━━ EXCERPT

Salts are known for their hardness and high melting point. Table salt, for example, only melts at about 800 degrees Celsius. What is less known is the fact that certain salts are already liquid at room temperature. These strange and relatively new materials have several unusual properties that recommend them for use as solvents, electrolytes or for material applications. In the context of a project financed by the Austrian Science Fund FWF, the chemist Katharina Schröder from the Vienna University of Technology (TU Wien) has investigated the solubility properties of various liquid salts in combination with water and set up a research group on the subject.
Solvents that do not evaporate
Salts consist of ions. Ions are positively and negatively charged atoms or molecules that attract each other because of their different charges and are held together by this fact alone. Liquid salts are therefore also known as “ionic liquids”. “In the last 20 years, the level of interest in ionic liquids has grown rapidly, both in academic research and in industry”, says Katharina Schröder in the interview with scilog. “They are particularly interesting for sustainable chemistry, because they don’t evaporate.” Accordingly, no pollutants are released into the atmosphere. In addition, salts are non-combustible, electrically conductive and they have a number of other advantages. This has attracted the attention of the chemical industry, where ionic liquids are already being used in a number of applications, including the removal of mercury from natural gas. “This process runs on an industrial scale in Malaysia and is licensed worldwide”, Schröder reports.

━━━━

JOBS ->
1. According to the passage on ionic liquids, at what temperature does table salt melt?
2. Pick up the passage on ionic liquids after its last sentence and keep writing.
The lines after this passage on ionic liquids have nothing to do with it.

━━ AVAILABLE DATA

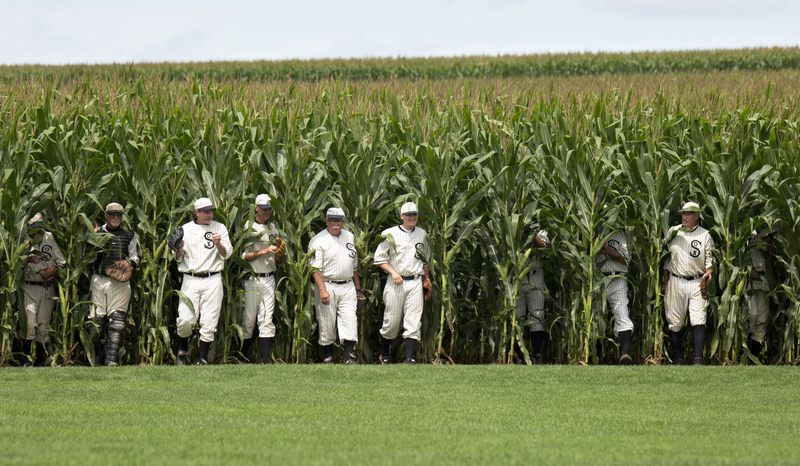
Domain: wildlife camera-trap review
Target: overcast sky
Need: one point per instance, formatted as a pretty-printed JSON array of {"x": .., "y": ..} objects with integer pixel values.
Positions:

━━━━

RESPONSES IN ORDER ->
1. About 800 degrees Celsius.

2.
Ionic liquids mixed with water
One disadvantage of ionic liquids is their high price, at least in comparison to classical organic solvents such as acetone or methanol. Moreover, ionic liquids can be very viscous, not unlike honey, which also has a negative impact on processing them. This is why the question arose whether ionic liquids could in some way be mixed with other solvents. “Water is a good solvent for cost-related and environmental reasons, of course, but comes with the drawback that many substances cannot be dissolved in it”, Schröder notes. She wondered whether ionic liquids could be mixed with water in order to combine the advantages of both substances. In concrete terms, the scientist focused on so-called “surface-active” ionic liquids. In water, they show a behaviour similar to soap and form coherent structures, just like the “micelles” known from soap.
“We investigated various applications using these compounds”, Katharina Schröder explains. “What we saw was that certain reactions happen much faster in mixtures of water and ionic liquids than in pure water or pure ionic liquids.” In this way, the amount of expensive liquid salts could partly be reduced by 99 percent.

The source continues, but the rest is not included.